-- Document source --

▶

Ces mesures devraient essentiellement viser à réduire le nombre de démarches effectuées par une personne – en l'occurrence une femme enceinte – pour accéder aux soins de santé. Cela inclut l'obligation d'adopter des mesures spéciales et particulières pour garantir l'accessibilité physique aux groupes vulnérables et marginalisés, tels que les personnes handicapées, les populations issues de milieux socio-économiques défavorisés et celles des zones rurales et isolées.

Des mesures spéciales doivent également être mises en place pour garantir l'accès physique aux soins de santé en cas d'urgence, comme un conflit ou une pandémie.

La passagère est vêtue d'une robe bleu vif qui contraste avec la couleur de la terre et des maisons en arrière-plan.

Une femme sur un moto-taxi “boda-boda” en Ouganda, 23 mars 2010. Photo de Daryona via Wikimedia Commons, sous licence CC BY 2.0.

Un service de taxi gratuit pour les femmes en travail

L'accès aux services d'ambulance reste insuffisant dans de nombreux États africains, mais certaines autorités ont incontestablement pris des mesures pour garantir l'accès aux transports vers les centres de soins pendant la pandémie.

Wheels for Life (en français: des roues pour sauver des vies), une initiative entre le ministère de la Santé du gouvernement kényan, l'AMREF, et Bolt, est un bon exemple de partenariat public-privé qui garantit aux femmes en travail un trajet gratuit en taxi de leur domicile vers un établissement de santé en composant le 1196 – un numéro gratuit.

Ce service de taxi fonctionne pendant les heures de couvre-feu entre 21 heures et 4 heures du matin tous les jours au Kenya. La tranche horaire a été modifiée le 6 juin 2020 de 19 heures à 5 heures du matin. Cependant, cette initiative ne concerne que les résident·e·s de Nairobi, la capitale, et exclut ainsi les femmes enceintes vivant dans toutes les autres régions du Kenya – notamment celles vivant dans les zones rurales. Par ailleurs, les chauffeurs de taxi ne peuvent opérer que dans les quartiers riches en raison des craintes d'insécurité perçues dans les zones à faibles revenus.

Pour être plus inclusives, les autorités pourraient s'associer à des compagnies de taxi réputées ou à des exploitants de taxis individuels, dont les taxis boda-boda, pour opérer dans tout le Kenya, en se concentrant sur les zones rurales où les véhicules à moteur ont souvent du mal à accéder aux propriétés isolées en raison du manque de routes.

Cela s'applique également à de nombreux quartiers pauvres situés dans les zones urbaines et périurbaines où les gros véhicules ne peuvent pas circuler dans les ruelles étroites.

◀

-- Tâches à réaliser --
1) Selon le document source, quel numéro gratuit les femmes en travail doivent-elles composer pour obtenir un trajet en taxi avec Wheels for Life ?
2) Énumérez les partenaires de l'initiative Wheels for Life cités dans le document source.
3) Prolongez le texte sur l'accès des femmes enceintes aux soins de santé à partir de sa dernière phrase.

-- Extraits de données --

▶

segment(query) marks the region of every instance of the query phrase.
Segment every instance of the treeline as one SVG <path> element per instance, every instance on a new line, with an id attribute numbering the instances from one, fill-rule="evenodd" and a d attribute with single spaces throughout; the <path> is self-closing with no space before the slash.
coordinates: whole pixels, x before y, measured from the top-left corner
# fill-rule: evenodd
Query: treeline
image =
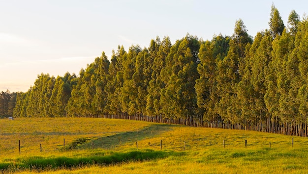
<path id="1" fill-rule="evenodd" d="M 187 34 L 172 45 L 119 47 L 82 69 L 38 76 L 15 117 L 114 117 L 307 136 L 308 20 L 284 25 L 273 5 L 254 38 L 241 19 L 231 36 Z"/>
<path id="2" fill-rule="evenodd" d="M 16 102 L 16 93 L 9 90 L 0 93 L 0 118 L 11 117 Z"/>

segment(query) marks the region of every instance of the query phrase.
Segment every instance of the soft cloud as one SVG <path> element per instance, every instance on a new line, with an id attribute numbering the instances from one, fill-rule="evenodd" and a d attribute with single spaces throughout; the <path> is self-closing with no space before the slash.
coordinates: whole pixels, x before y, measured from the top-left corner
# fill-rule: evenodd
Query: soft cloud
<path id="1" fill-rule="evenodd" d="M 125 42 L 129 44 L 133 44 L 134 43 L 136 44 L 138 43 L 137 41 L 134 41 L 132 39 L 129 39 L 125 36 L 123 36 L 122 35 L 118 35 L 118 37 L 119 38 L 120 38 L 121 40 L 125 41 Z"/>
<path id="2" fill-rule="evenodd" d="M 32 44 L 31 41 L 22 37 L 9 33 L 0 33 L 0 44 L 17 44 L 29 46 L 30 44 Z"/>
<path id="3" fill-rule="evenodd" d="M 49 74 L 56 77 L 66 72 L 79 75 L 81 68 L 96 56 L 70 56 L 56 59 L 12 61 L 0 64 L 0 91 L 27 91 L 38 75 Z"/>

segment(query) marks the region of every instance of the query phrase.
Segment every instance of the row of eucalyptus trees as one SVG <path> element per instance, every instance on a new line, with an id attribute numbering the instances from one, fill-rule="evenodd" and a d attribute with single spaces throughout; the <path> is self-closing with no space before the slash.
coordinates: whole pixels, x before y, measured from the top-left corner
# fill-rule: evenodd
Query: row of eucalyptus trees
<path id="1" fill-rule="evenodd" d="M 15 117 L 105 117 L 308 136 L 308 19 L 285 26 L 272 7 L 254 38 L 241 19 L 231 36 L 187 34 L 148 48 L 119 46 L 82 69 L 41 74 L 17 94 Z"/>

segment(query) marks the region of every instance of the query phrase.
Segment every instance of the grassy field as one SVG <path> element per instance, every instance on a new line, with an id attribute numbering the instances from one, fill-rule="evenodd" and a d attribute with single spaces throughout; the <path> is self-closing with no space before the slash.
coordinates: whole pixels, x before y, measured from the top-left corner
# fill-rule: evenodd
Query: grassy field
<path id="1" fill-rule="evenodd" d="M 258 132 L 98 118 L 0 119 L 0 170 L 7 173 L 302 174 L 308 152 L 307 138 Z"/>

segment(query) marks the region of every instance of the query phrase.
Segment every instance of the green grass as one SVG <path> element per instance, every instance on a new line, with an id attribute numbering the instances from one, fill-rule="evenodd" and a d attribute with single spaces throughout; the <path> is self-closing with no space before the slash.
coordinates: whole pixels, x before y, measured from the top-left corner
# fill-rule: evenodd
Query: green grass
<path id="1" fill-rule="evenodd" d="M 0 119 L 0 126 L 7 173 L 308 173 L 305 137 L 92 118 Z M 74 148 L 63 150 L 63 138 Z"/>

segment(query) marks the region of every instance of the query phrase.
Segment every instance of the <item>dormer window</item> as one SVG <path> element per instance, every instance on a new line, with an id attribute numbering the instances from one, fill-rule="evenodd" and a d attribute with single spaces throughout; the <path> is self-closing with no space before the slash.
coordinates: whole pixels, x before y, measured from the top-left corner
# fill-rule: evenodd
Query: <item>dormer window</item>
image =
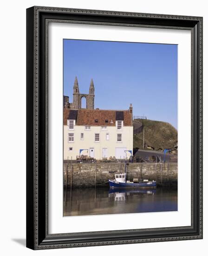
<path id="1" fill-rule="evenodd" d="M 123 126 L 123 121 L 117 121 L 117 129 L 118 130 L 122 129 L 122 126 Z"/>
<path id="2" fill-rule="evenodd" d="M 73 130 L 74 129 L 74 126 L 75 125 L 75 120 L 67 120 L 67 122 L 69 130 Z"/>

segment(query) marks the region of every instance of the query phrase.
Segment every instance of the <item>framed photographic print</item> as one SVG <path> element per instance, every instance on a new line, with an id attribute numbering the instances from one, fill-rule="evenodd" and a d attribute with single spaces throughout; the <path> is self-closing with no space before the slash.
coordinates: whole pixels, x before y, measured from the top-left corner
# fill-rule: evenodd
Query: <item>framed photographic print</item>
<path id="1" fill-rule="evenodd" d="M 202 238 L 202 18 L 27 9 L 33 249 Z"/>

◀
▶

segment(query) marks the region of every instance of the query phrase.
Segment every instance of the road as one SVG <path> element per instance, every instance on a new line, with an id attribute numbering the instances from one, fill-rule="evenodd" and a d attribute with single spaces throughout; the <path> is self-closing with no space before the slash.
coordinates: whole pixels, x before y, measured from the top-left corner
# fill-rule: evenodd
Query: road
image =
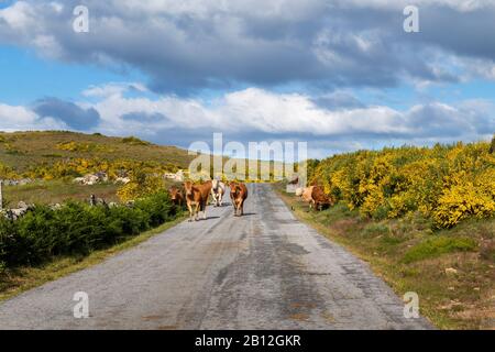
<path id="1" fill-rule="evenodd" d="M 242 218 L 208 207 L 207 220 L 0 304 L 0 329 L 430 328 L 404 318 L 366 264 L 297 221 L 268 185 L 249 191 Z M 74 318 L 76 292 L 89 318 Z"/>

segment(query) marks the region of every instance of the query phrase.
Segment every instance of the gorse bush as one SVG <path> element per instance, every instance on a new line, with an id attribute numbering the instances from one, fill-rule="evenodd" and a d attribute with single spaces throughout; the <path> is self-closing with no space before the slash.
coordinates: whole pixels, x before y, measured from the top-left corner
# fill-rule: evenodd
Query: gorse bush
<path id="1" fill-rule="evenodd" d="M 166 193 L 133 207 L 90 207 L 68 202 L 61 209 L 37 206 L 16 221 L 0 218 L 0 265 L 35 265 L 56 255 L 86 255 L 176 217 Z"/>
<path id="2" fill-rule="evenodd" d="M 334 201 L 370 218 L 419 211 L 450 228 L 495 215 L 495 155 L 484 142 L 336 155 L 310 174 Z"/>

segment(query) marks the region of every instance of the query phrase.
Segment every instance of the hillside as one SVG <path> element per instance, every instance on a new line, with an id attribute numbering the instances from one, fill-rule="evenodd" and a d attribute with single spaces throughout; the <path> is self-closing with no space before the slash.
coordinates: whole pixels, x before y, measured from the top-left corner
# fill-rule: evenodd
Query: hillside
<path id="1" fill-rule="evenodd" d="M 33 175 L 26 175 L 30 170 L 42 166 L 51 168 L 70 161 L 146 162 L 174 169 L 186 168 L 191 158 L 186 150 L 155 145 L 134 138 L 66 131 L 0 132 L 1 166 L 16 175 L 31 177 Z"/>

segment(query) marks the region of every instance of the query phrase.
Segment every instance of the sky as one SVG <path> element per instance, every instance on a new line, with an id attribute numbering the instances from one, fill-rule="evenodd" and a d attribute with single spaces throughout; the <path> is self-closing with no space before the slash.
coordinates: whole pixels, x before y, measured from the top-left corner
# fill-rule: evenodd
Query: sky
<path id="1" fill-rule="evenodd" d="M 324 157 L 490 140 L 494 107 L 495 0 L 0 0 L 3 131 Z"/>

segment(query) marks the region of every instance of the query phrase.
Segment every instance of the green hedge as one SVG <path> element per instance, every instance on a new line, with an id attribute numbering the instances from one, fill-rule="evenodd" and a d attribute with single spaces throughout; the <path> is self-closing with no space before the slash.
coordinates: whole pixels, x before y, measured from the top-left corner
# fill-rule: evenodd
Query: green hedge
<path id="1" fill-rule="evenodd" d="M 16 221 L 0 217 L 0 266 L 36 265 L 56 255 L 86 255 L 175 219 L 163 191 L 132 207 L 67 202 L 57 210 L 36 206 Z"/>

◀

-- Résultats des tâches --
1) Le 1196.

2)
- Le ministère de la Santé du gouvernement kényan
- L'AMREF
- Bolt

3)
Les conducteurs de boda-boda de confiance peuvent, eux, facilement rouler sur les chemins étroits ou les sentiers battus situés dans des endroits difficiles d'accès pour secourir les personnes dans le besoin.

Les agents de transport sélectionnés pour travailler en partenariat avec les gouvernements doivent avoir une bonne connaissance des zones où ils opéreront et doivent être bien connus des membres de la communauté, ainsi que des structures de sécurité locales, qui peuvent assurer l'entrée et la sortie  des endroits dits « dangereux » en toute sécurité.

Il est important de noter que toutes les mesures de transport adoptées par les gouvernements, y compris les mesures spéciales, doivent toujours donner la priorité à la sécurité des femmes enceintes pendant le trajet vers les établissements de santé.

Les taux de mortalité maternelle sont susceptibles d'augmenter pendant la pandémie en cours, tout comme l'augmentation de la mortalité maternelle et néonatale constatée pendant la pandémie d'Ebola de 2014-2016 en Afrique de l'Ouest.

Par conséquent, les gouvernements d'Afrique de l'Est doivent prendre toutes les mesures nécessaires pour protéger la vie des femmes enceintes avant, pendant et après l'accouchement. Ces mesures contribueront également à réduire la mortalité infantile pendant et après l'accouchement.

Lydia Muthiani et Nelly Warega sont des avocates spécialistes en droits humains, qui vivent et travaillent au Kenya. Elles se consacrent à la promotion des droits des femmes et des jeunes filles, et font partie d'Utu Wetu (Notre Humanité, en swahili), un collectif d'expert·e·s en droits humains travaillant en particulier sur les droits des femmes.